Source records
● ● ● ● ●
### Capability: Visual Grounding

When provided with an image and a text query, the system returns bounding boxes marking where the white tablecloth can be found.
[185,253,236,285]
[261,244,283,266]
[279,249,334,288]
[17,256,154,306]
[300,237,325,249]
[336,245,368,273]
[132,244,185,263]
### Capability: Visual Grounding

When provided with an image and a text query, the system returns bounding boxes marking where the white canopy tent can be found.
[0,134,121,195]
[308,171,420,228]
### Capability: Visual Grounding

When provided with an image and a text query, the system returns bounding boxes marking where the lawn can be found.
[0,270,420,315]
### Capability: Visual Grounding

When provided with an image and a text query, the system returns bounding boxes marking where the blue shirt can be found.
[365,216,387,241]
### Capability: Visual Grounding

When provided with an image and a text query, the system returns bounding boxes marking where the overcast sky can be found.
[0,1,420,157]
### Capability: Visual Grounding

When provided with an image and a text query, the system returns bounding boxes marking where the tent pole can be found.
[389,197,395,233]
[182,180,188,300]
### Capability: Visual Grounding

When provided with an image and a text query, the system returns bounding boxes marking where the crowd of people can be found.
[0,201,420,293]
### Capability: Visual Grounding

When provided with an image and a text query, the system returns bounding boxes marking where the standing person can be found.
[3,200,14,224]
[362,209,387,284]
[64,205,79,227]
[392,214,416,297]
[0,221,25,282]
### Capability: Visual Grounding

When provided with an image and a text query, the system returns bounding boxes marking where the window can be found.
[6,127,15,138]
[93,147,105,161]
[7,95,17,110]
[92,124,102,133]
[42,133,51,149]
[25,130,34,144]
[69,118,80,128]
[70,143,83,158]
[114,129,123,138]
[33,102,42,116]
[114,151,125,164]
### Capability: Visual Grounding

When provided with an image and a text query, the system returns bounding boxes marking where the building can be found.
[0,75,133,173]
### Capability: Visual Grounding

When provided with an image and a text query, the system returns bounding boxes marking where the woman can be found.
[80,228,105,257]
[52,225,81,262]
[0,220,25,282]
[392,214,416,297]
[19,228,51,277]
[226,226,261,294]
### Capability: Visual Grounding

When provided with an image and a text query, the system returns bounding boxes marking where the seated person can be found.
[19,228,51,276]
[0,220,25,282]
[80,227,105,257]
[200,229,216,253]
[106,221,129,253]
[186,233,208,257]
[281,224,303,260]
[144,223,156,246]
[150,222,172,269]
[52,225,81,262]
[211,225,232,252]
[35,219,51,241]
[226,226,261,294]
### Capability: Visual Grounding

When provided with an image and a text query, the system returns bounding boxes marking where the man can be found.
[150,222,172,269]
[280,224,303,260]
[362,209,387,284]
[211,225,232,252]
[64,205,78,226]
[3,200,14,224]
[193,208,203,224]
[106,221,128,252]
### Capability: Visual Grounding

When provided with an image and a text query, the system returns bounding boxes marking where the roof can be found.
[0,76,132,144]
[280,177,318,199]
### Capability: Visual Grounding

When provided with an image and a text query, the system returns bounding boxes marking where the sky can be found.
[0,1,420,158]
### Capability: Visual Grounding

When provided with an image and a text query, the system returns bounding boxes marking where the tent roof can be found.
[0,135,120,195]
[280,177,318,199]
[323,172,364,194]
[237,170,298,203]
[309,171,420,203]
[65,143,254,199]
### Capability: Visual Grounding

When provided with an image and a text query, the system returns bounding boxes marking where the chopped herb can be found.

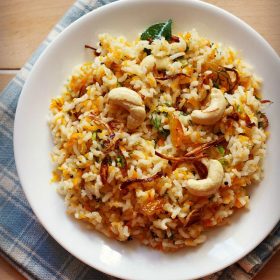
[116,156,125,168]
[236,105,243,114]
[218,158,228,167]
[91,129,102,141]
[151,114,161,130]
[164,102,172,107]
[213,81,220,88]
[217,146,225,156]
[180,111,189,116]
[91,131,97,141]
[159,128,170,139]
[150,112,170,139]
[140,19,172,41]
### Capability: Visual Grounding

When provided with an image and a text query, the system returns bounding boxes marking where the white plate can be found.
[14,0,280,280]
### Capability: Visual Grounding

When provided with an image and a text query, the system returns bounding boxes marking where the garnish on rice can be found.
[49,20,272,251]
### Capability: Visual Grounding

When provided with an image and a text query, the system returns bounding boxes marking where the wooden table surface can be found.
[0,0,280,280]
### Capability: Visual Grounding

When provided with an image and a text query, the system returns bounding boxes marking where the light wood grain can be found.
[0,0,73,68]
[204,0,280,55]
[0,0,280,280]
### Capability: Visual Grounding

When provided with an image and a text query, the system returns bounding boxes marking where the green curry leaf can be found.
[140,19,172,41]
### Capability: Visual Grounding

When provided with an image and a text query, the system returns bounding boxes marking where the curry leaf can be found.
[140,19,172,40]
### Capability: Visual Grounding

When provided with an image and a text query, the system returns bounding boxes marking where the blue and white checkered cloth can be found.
[0,0,280,280]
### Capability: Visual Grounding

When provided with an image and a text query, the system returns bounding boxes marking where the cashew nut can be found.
[156,56,171,70]
[186,159,224,196]
[140,55,156,71]
[170,38,187,54]
[108,87,146,130]
[191,88,227,125]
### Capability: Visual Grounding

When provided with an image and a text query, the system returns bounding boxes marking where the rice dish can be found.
[49,25,269,251]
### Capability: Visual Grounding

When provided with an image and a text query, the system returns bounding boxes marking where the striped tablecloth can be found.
[0,0,280,280]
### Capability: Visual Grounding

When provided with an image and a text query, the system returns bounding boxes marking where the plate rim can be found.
[13,0,280,279]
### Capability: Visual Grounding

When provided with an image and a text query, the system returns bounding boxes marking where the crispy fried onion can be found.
[85,45,100,56]
[184,136,225,157]
[261,99,273,104]
[155,151,206,162]
[155,73,190,81]
[245,114,256,128]
[89,114,117,153]
[120,172,164,190]
[181,209,200,226]
[100,139,127,185]
[100,155,110,186]
[115,139,127,177]
[203,66,240,94]
[259,113,269,129]
[155,136,225,162]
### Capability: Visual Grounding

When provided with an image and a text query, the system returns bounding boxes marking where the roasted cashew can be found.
[170,38,187,54]
[156,56,172,70]
[191,88,227,125]
[140,54,156,71]
[108,87,146,130]
[186,159,224,196]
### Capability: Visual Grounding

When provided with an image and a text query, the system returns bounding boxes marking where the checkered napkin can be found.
[0,0,280,280]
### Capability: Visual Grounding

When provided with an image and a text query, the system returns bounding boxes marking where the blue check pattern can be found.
[0,0,280,280]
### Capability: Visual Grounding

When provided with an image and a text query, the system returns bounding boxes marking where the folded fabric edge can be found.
[0,250,36,280]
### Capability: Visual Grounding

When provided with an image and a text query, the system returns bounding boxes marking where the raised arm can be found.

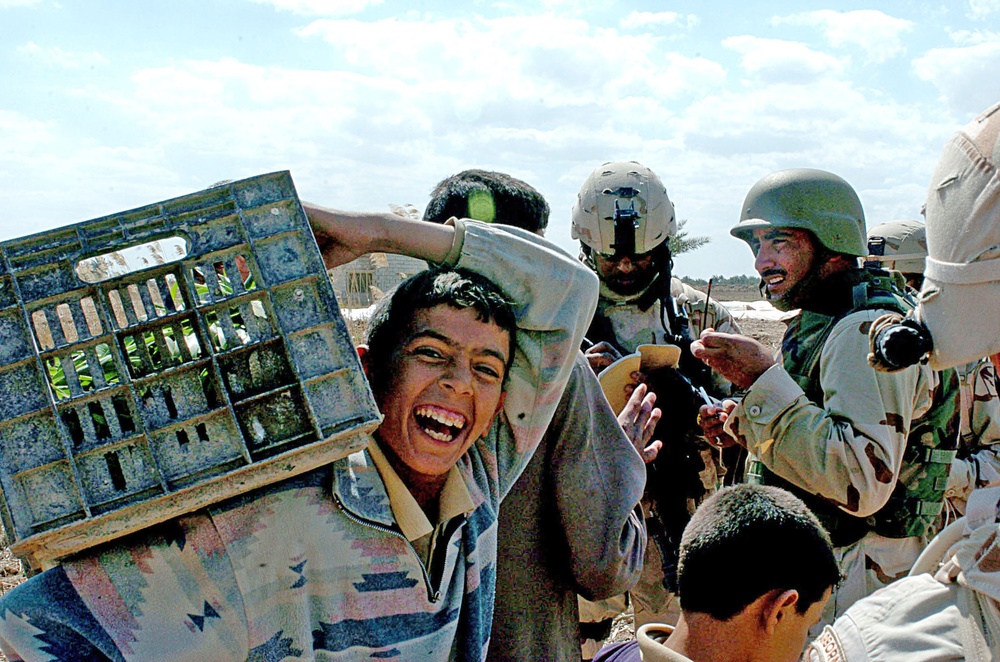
● ● ● ● ●
**PROMPT**
Show every line of the records above that contains the word "roof".

**SOLUTION TO THE EXERCISE**
When provided with an image and a text query, the system returns bounding boxes marking where the roof can be found.
When provided with an image and a text query, the system returns bounding boxes marking where the tent roof can be found.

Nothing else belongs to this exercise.